Written request: Could you copy out every line of the material below word for word, omitting the pictures?

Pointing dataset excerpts
++++++++
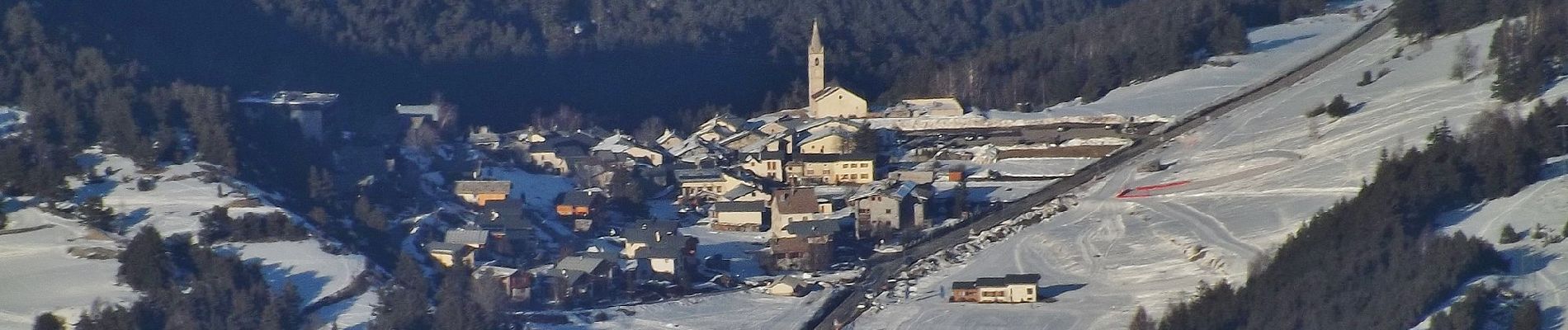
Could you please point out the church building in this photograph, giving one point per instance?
(829, 101)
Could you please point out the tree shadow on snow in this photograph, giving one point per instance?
(309, 285)
(1266, 45)
(134, 218)
(1523, 260)
(1050, 293)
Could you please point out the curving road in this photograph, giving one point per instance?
(843, 310)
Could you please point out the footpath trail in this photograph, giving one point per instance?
(843, 310)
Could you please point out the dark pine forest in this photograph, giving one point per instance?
(505, 59)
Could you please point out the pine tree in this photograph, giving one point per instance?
++++++++
Result:
Could you please point out the church building in this photograph, giving one point per instance?
(829, 101)
Could you please point out the tree shadow on snow in this photograph, giving one point per instance?
(309, 285)
(1266, 45)
(134, 218)
(1523, 260)
(1050, 293)
Could you please point out the curving road in this photograph, giving one point per instance?
(843, 310)
Could you please point out the footpath trail in this photograph, giving one point per instance?
(843, 310)
Could you please point out the dark pine forest in this photograph, giving one point per instance?
(505, 59)
Could you please point out the pine tree in this photograph, giving one point per instance?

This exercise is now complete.